** Given data **
--*--

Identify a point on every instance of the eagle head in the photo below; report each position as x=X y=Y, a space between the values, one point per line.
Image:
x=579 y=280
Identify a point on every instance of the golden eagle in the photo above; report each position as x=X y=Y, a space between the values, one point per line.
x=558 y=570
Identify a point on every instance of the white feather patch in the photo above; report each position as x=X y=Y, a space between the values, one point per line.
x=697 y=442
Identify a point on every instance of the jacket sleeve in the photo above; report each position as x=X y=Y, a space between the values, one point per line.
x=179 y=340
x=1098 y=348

--*--

** The task **
Whatever the entries say, repeat all of them exactly.

** Solution to this problem **
Identify a point on every instance of the eagle head in the photo below; report each position as x=X y=Y, a space between the values, one point per line.
Image:
x=579 y=280
Identify a point on every instance of the golden eagle in the photo above; report each position as x=X y=Y, a space between the values, one point per line.
x=558 y=570
Identify a point on every instance of the white feather patch in the photo above; report each position as x=X y=Y, a space between the values, one point per line.
x=697 y=442
Identify a point on every instance of the jacket sleeve in the photo above; report each position as x=X y=Y, a space between the values, one point per line.
x=179 y=340
x=1098 y=348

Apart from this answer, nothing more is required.